To do:
1. Using the thread on the NFS/iSCSI vs TSO problem, answer each question on its own line:
(a) Which two sysctls does Rick suggest trying on the server?
(b) By about how much did CPU usage on the server drop?
(c) Which network interface did Marcelo's previous post mention?
2. For each statement, say whether the thread on the NFS/iSCSI vs TSO problem agrees, and quote the words that decide it:
(a) Marcelo has the suggested sysctls available on his system.
(b) The proposed code change goes in sys/netinet/tcp_output.c.
(c) Marcelo has hardware without the 32 mbuf limitation.
3. Translate this sentence from the thread on the NFS/iSCSI vs TSO problem into Spanish: "I think this will keep the TSO segments at 32 mbufs in the chain."

* Begin Extract provided *

RFC: How to fix the NFS/iSCSI vs TSO problem

Rick Macklem rmacklem at uoguelph.ca
Tue Apr 1 02:17:22 UTC 2014


Marcelo Araujo wrote:
> 2014-04-01 9:43 GMT+08:00 Rick Macklem <rmacklem at uoguelph.ca>:
> 
> > Marcelo Araujo wrote:
> > >
> > > Hello Rick,
> > >
> > >
> > > We have made couple more benchmarks here with additional options,
> > > such like '64 threads' and readahead=8.
> > >
> > I can't remember, but if you haven't already done so, another thing
> > to
> > try are these sysctls on the server:
> > sysctl vfs.nfsd.tcphighwater=100000
> > sysctl vfs.nfsd.tcpcachetimeo=300
> >
> > These should reduce the server's CPU overhead (how important these
> > setting are depends on how current your kernel is).
> >
> 
> I haven't done it, I don't have these sysctl on my system.
> 
Ok, yes, I now notice you are using a 9.1 system.

> 
> >
> > >
> > > Now, we add nfsstat and netstat -m into the table.
> > > Here attached is the full benchmark, and I can say, this patch
> > > really
> > > improved the read speed.
> > >
> > I noticed a significant reduction in CPU usage on the server (about
> > 20%).
> > An interesting question would be "Is this CPU reduction a result of
> > avoiding the m_defrag() calls in the ix driver?".
> >
> 
> I do believe it is because avoid m_defrag(), but I didn't try to dig
> into
> it to check if is really m_defrag().
> 
For FreeBSD9.1, you could make this small change to sys/netinet/tcp_output.c
so that it will avoid the m_defrag() calls in the "ix" driver.
(line #750, 751)
Replace:
 if (len > IP_MAXPACKET - hdrlen) {
	len = IP_MAXPACKET - hdrlen;
with
 if (len > 29 * MCLBYTES - hdrlen) {
	len = 29 * MCLBYTES - hdrlen;

I think this will keep the TSO segments at 32 mbufs in the chain.
It would be interesting to see if a system with this patch still
demonstrated the 20% reduction in CPU when the 4kmcl.patch is
applied to it.

> 
> > Unfortunately, the only way I can think of answering this is doing
> > the
> > benchmarks on hardware without the 32 mbuf chain limitation, but I
> > doubt that you can do that?
> >
> 
> No, I don't have any hardware without the 32mbuf limitation.
> 
Your previous post mentioned this network interface:
NIC - 10G Intel X540 that is based on 82599 chipset.
This one has the 32 mbuf limitation.
(See above w.r.t. testing without m_defrag() calls.)

Again, have fun with it, rick

> 
> >
> > Put another way, it would be interesting to compare "with vs
> > without"

* End Extract provided *
* Begin Information supplied *

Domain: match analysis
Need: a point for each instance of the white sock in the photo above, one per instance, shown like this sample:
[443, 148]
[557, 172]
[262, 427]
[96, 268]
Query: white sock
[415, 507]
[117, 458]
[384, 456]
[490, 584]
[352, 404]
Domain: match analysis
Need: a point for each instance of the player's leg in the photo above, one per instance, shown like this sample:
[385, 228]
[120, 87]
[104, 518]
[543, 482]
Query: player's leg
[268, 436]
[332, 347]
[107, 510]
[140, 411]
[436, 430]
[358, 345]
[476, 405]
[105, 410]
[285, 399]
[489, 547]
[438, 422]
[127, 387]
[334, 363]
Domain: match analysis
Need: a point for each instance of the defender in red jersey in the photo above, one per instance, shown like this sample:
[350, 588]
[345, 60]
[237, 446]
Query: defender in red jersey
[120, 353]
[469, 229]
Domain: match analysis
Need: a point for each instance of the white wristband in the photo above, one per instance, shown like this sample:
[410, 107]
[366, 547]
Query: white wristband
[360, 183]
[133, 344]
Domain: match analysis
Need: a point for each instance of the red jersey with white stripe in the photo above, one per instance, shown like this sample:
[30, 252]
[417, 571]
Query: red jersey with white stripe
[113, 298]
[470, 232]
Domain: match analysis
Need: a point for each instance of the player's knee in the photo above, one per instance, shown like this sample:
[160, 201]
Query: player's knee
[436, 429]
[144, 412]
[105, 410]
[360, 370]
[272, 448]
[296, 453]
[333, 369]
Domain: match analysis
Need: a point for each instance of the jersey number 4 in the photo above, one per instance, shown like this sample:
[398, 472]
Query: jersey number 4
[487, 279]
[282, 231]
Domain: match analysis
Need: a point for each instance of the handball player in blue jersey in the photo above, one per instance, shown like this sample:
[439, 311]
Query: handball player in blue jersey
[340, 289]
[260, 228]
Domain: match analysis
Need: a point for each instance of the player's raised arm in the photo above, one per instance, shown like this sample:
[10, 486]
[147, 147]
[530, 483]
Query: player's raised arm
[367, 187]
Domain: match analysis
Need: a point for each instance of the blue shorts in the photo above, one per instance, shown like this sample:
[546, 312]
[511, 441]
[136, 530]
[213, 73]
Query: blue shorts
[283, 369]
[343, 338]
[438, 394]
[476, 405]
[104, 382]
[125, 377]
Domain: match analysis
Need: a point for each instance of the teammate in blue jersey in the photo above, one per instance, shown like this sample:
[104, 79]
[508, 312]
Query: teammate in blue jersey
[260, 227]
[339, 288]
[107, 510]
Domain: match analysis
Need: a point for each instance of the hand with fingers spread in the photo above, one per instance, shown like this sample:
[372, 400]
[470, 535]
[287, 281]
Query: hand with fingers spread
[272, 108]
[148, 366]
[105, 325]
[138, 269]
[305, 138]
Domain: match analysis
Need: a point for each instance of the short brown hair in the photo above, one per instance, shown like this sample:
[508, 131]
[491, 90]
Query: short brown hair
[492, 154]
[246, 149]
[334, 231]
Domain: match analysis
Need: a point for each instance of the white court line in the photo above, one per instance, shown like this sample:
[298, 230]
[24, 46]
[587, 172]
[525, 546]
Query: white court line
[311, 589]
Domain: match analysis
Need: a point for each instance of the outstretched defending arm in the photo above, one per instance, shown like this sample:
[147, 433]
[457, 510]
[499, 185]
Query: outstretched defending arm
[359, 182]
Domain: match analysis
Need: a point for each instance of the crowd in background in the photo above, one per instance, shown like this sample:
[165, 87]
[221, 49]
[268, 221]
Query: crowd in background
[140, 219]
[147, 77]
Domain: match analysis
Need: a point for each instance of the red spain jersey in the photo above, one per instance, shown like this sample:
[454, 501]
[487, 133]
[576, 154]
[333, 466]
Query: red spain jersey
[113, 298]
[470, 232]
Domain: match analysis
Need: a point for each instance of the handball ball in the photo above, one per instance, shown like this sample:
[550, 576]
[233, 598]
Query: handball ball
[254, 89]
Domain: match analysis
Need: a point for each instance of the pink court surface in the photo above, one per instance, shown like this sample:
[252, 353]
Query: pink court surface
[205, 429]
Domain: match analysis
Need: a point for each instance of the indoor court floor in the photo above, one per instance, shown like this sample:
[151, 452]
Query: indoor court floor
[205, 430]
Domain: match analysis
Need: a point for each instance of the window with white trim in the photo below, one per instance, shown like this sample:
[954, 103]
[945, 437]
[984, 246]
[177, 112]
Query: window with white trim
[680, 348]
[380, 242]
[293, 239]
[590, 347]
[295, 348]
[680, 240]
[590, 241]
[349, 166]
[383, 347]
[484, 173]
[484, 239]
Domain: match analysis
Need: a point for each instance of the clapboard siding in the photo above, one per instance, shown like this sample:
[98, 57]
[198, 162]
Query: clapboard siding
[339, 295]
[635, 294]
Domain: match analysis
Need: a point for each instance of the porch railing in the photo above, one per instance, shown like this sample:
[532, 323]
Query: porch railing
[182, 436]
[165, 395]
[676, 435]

* End Information supplied *

Per-task answers:
1.
(a) vfs.nfsd.tcphighwater=100000 and vfs.nfsd.tcpcachetimeo=300
(b) About 20%
(c) A 10G Intel X540 based on the 82599 chipset

2.
(a) No: "I haven't done it, I don't have these sysctl on my system."
(b) Yes: "For FreeBSD9.1, you could make this small change to sys/netinet/tcp_output.c"
(c) No: "No, I don't have any hardware without the 32mbuf limitation."

3. Creo que esto mantendrá los segmentos TSO en 32 mbufs en la cadena.